Exactly as written, set down every entry once more.

--- START ---

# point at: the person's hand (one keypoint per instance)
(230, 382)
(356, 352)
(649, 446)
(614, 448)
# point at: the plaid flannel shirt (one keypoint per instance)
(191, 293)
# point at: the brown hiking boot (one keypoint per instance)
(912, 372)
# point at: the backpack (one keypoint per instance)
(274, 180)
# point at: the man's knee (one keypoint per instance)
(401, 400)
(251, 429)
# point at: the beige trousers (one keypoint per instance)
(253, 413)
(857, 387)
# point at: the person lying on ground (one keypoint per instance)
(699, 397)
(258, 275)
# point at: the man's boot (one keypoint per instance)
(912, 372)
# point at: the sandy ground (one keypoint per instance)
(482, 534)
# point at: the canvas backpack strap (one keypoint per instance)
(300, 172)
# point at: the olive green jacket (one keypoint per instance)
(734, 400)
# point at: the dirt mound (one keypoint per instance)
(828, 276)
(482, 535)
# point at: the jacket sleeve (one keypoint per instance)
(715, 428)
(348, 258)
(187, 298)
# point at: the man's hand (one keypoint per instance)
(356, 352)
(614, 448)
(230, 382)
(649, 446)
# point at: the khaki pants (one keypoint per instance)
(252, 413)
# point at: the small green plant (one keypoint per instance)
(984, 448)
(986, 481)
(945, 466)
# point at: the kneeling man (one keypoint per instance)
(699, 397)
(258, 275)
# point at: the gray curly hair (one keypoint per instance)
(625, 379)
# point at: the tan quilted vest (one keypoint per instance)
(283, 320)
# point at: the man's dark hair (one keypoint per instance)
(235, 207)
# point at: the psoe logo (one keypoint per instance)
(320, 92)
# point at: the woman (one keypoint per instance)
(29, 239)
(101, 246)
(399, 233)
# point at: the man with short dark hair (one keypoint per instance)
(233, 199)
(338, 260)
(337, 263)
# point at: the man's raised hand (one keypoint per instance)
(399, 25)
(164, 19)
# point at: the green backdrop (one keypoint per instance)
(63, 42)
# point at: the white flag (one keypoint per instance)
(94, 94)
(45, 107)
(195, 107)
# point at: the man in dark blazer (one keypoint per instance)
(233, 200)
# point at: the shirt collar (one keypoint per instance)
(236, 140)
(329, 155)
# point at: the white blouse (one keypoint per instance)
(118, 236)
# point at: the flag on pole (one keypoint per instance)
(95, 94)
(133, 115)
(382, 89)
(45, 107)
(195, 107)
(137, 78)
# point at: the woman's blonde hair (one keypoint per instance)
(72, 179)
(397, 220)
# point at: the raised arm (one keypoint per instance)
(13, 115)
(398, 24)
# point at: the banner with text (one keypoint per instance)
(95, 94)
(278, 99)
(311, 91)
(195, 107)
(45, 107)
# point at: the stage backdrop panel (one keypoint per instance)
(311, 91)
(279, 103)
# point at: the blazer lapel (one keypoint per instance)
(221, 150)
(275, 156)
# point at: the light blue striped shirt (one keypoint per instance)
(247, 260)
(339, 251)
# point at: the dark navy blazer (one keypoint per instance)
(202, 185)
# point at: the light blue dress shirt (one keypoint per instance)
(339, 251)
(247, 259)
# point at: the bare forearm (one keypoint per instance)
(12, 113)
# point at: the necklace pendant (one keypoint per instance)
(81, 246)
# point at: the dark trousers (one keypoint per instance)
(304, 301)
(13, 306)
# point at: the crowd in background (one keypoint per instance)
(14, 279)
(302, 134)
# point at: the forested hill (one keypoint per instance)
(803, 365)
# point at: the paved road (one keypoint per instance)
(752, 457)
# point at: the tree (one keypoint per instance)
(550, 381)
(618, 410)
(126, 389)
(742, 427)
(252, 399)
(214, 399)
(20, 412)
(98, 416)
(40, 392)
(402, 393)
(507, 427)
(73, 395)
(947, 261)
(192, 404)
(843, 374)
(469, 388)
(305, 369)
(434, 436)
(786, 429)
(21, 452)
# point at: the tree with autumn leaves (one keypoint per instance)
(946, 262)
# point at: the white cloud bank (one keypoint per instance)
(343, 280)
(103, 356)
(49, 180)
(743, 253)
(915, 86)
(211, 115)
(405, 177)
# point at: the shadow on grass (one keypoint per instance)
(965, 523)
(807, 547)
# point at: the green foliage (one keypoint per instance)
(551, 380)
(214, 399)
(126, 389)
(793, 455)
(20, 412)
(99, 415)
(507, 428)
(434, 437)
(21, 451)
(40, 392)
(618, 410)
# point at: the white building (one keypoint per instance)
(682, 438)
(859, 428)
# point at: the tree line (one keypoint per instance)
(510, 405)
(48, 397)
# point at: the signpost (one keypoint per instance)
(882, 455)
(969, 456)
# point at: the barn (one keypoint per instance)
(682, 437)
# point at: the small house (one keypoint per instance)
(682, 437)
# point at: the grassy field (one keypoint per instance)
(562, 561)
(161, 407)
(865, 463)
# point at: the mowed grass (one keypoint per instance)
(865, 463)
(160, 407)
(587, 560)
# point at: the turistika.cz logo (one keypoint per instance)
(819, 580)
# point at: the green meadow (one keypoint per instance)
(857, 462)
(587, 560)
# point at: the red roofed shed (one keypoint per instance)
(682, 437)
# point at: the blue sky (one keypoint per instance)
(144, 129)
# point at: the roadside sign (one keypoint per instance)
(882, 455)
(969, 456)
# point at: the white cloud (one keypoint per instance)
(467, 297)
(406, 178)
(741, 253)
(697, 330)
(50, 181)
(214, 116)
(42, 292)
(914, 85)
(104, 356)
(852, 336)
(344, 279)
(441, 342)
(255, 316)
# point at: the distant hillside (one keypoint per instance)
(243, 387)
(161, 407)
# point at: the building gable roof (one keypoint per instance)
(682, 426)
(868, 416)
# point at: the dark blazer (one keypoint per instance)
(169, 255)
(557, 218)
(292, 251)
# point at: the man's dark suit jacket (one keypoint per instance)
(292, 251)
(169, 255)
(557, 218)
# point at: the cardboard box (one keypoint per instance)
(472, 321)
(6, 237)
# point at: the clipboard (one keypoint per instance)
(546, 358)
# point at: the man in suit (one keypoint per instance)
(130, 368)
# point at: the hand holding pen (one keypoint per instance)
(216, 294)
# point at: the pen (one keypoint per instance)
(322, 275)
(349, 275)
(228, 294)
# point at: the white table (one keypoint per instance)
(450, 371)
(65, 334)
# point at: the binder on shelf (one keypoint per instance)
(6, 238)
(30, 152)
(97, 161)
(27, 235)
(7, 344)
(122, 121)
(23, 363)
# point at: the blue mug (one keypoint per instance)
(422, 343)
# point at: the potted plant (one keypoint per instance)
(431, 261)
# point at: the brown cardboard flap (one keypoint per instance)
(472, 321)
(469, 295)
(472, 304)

--- END ---

Solved exercise
# point at: the person's hand (one keypoint per instance)
(230, 382)
(356, 352)
(649, 446)
(614, 448)
# point at: the plaid flannel shirt (one keypoint per instance)
(191, 293)
# point at: the brown hiking boot (one keypoint per instance)
(912, 372)
# point at: the backpack (one keypoint per instance)
(274, 180)
# point at: the man's knee (one keypoint per instance)
(401, 400)
(251, 429)
# point at: the beige trousers (one keypoint per instance)
(253, 413)
(857, 387)
# point at: the person lying on ground (one keypoint per instance)
(699, 397)
(258, 275)
# point at: the man's boot (one keypoint per instance)
(912, 372)
# point at: the sandy ground (one keypoint per instance)
(482, 534)
# point at: the canvas backpack strap (one keypoint per instance)
(300, 172)
# point at: the olive green jacket (one keypoint per instance)
(734, 400)
# point at: the dirt mound (one keypoint per instance)
(828, 276)
(482, 535)
# point at: the jacket sleeve (one keypoint per instance)
(715, 428)
(348, 258)
(187, 298)
# point at: the man's hand (one keypoint per instance)
(356, 352)
(614, 448)
(230, 382)
(649, 446)
# point at: the khaki pants (one keypoint per instance)
(252, 413)
# point at: the small green plant (one keypoint per instance)
(984, 448)
(986, 481)
(945, 466)
# point at: the kneeling man (one keypoint per instance)
(699, 397)
(258, 275)
# point at: the gray curly hair (one keypoint per instance)
(625, 379)
# point at: the tan quilted vest (one keypoint per instance)
(283, 320)
# point at: the man's dark hair (one keypoint per instance)
(235, 207)
# point at: the psoe logo (one keypoint per instance)
(320, 92)
# point at: the woman (one keypoint per instance)
(29, 239)
(101, 246)
(399, 233)
# point at: the man with short dark hair (one keypoint per instance)
(233, 199)
(338, 260)
(337, 263)
# point at: the man's raised hand (one keypoint per instance)
(399, 25)
(164, 19)
# point at: the green backdrop (one keypoint per instance)
(63, 42)
# point at: the white flag (one keypoint per instance)
(94, 94)
(45, 107)
(195, 107)
# point at: the man in dark blazer (one keypoint per instance)
(233, 200)
# point at: the shirt collar (one keypoint per instance)
(236, 140)
(329, 155)
# point at: the white blouse (one keypoint per instance)
(118, 236)
# point at: the flag on pole (one keypoint per instance)
(95, 94)
(133, 115)
(382, 89)
(45, 107)
(195, 107)
(137, 78)
# point at: the woman's blonde hair (one keypoint per instance)
(72, 179)
(397, 220)
# point at: the raised arm (one keypoint per instance)
(13, 115)
(398, 24)
# point at: the banner with text (one keypoint per instance)
(95, 94)
(278, 99)
(311, 91)
(195, 107)
(45, 107)
# point at: the stage backdrop panel (one keypoint per instance)
(311, 91)
(279, 103)
# point at: the blazer lapel (one keypoint per instance)
(221, 150)
(275, 156)
# point at: the light blue striped shirt (one keypoint per instance)
(247, 260)
(339, 251)
# point at: the dark navy blazer (one keypoint per instance)
(202, 185)
# point at: the light blue dress shirt (one keypoint per instance)
(339, 251)
(247, 259)
# point at: the bare forearm (one keypoint per instance)
(12, 113)
# point at: the necklace pendant (one keypoint per instance)
(81, 246)
# point at: the dark trousers (one keypoint per instance)
(304, 301)
(13, 306)
# point at: the crowd in background (one keypoint per instance)
(14, 279)
(302, 134)
# point at: the forested hill (one keypoint per instance)
(803, 365)
# point at: the paved road (one keypoint per instance)
(752, 457)
# point at: the tree (one keypoint per instance)
(550, 381)
(618, 410)
(126, 389)
(742, 427)
(252, 399)
(214, 399)
(20, 412)
(98, 416)
(40, 392)
(402, 393)
(507, 427)
(73, 395)
(947, 261)
(192, 404)
(843, 374)
(469, 388)
(305, 369)
(434, 436)
(786, 429)
(21, 452)
# point at: the tree with autumn leaves (one keypoint per instance)
(946, 262)
# point at: the white cloud bank (one keypoint per instance)
(343, 280)
(103, 356)
(49, 180)
(743, 253)
(915, 86)
(211, 115)
(405, 177)
# point at: the shadow on grass (one keypoint per instance)
(965, 523)
(807, 547)
# point at: the green foliage (one keypoint per instance)
(551, 380)
(214, 399)
(126, 389)
(793, 455)
(20, 412)
(99, 415)
(507, 428)
(434, 437)
(21, 451)
(40, 392)
(618, 410)
# point at: the white building (one keypoint per instance)
(682, 438)
(859, 428)
# point at: the tree line (one keypoint per instance)
(510, 405)
(48, 397)
# point at: the signpost (one keypoint per instance)
(882, 455)
(969, 456)
# point at: the barn (one keypoint per instance)
(682, 437)
# point at: the small house (one keypoint per instance)
(682, 437)
# point at: the grassy field (one keypoint per instance)
(562, 561)
(161, 407)
(865, 463)
# point at: the mowed grass (one keypoint per instance)
(865, 463)
(160, 407)
(587, 560)
# point at: the turistika.cz logo (one keypoint per instance)
(819, 580)
# point at: the green meadow (one keypoint per instance)
(857, 462)
(587, 560)
# point at: the red roofed shed (one keypoint per instance)
(682, 437)
# point at: the blue sky (one keypoint per instance)
(144, 129)
# point at: the roadside sign (one keypoint per instance)
(882, 455)
(969, 456)
# point at: the white cloud (one keypoint per instance)
(467, 297)
(406, 178)
(741, 253)
(697, 330)
(50, 181)
(214, 116)
(42, 292)
(914, 85)
(104, 356)
(852, 336)
(344, 279)
(441, 342)
(255, 316)
# point at: the distant hillside (one keypoint per instance)
(243, 387)
(161, 407)
# point at: the building gable roof (one keypoint per instance)
(682, 426)
(868, 416)
# point at: the dark blazer (one keypoint per instance)
(169, 255)
(557, 218)
(292, 251)
# point at: the man's dark suit jacket (one keypoint per instance)
(292, 251)
(169, 255)
(557, 218)
# point at: the cardboard box (one keypoint per instance)
(472, 321)
(6, 237)
# point at: the clipboard (one keypoint per instance)
(546, 358)
# point at: the man in suit (one keypoint per instance)
(130, 368)
# point at: the hand holding pen (one keypoint per instance)
(216, 294)
# point at: the pen (one keypoint per instance)
(322, 275)
(349, 275)
(228, 294)
# point at: the white table (one keypoint per instance)
(450, 371)
(65, 334)
# point at: the binder on shelf (one keypoint per instance)
(6, 238)
(30, 152)
(97, 161)
(27, 235)
(7, 344)
(122, 121)
(23, 363)
# point at: the blue mug (one keypoint per instance)
(422, 343)
# point at: the potted plant (one keypoint per instance)
(431, 261)
# point at: the brown cardboard flap (one keypoint per instance)
(472, 321)
(469, 295)
(472, 304)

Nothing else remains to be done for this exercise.